Available records —
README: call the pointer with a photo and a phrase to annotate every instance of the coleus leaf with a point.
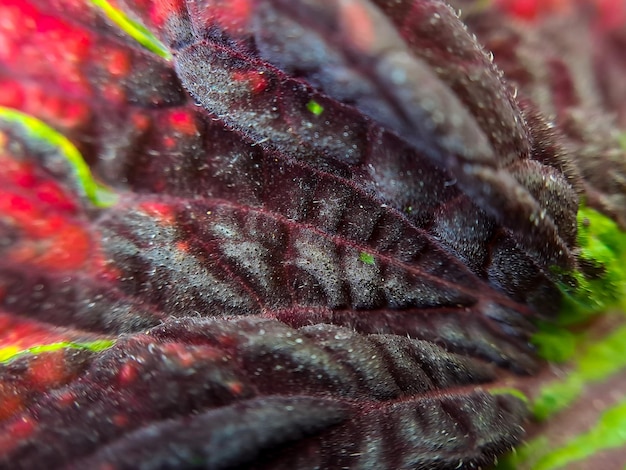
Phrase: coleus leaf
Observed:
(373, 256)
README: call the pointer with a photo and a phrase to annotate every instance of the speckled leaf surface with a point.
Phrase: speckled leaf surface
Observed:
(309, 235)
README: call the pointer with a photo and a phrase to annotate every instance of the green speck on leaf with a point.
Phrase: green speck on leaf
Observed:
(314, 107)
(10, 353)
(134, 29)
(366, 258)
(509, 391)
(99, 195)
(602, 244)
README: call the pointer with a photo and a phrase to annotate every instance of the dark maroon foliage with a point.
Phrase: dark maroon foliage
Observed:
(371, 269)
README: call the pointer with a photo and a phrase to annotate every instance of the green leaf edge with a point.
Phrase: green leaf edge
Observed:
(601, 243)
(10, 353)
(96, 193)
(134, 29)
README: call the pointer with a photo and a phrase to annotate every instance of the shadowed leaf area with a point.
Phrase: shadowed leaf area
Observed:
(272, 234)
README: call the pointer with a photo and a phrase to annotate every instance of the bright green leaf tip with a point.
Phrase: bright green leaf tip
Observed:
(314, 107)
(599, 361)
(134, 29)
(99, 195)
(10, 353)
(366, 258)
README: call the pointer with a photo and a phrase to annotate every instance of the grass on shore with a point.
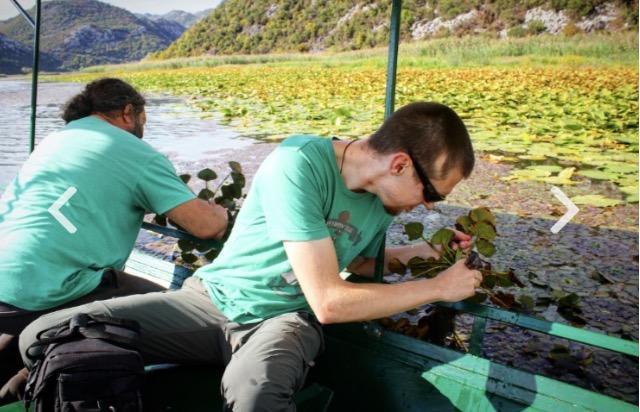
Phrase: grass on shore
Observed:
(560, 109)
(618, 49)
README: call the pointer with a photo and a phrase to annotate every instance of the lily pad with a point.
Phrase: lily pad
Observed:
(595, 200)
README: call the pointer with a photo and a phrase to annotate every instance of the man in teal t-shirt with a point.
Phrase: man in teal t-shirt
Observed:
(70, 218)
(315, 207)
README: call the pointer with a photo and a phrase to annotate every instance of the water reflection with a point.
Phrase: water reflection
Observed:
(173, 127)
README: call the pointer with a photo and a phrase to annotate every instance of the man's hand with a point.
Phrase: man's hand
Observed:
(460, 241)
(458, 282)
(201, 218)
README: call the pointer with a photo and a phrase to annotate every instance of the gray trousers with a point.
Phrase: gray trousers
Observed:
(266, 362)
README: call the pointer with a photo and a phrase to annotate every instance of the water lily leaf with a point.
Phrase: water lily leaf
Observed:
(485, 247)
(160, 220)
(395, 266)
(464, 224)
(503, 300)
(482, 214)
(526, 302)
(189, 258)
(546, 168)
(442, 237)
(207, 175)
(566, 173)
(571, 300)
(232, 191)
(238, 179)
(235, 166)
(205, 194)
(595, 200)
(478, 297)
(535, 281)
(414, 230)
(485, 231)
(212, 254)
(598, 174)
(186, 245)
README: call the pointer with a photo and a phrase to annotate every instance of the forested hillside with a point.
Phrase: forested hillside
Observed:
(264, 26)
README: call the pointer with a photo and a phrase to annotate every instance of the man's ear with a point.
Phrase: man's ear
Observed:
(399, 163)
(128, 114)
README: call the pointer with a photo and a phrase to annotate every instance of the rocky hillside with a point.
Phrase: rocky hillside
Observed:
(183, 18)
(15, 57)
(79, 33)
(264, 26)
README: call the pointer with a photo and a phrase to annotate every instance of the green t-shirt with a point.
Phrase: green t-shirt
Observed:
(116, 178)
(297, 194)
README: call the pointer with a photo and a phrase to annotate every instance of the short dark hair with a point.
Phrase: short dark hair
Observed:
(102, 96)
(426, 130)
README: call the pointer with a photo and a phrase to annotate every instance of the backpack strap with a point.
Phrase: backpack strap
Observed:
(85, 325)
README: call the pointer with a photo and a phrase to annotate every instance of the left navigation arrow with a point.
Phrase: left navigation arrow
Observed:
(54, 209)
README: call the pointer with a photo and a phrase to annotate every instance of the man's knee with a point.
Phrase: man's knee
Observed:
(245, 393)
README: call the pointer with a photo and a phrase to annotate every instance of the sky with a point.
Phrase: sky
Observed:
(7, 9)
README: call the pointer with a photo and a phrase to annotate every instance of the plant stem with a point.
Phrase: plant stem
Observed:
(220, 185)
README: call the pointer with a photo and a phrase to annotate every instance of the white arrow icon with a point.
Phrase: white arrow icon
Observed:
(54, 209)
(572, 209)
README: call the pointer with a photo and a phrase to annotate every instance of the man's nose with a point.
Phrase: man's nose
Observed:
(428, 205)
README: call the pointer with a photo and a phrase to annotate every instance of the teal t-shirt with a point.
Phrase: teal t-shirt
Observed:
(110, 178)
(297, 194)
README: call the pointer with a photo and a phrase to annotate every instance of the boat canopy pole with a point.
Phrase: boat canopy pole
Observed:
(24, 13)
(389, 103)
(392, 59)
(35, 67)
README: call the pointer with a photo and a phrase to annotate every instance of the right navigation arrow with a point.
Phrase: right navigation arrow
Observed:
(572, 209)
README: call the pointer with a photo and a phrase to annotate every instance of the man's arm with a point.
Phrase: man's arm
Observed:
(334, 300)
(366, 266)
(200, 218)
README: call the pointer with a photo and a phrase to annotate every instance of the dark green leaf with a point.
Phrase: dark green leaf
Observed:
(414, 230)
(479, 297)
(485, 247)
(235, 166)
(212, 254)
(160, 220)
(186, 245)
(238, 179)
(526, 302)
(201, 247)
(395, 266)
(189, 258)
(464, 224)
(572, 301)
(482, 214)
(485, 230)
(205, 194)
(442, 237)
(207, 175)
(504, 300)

Problem —
Transcribe each line of the data above, unaltered, from the one where "area with a point." appears to the one where "tip with a point." appears, inclusive of both.

Response below —
README: call the pointer with a photo and a phrase to annotate every instance of the shadowed leaf area with a point.
Phrase: shadowed leaf area
Observed:
(272, 234)
README: call the pointer with a photo and a phrase to annotate every instance of the bright green leaf tip with a point.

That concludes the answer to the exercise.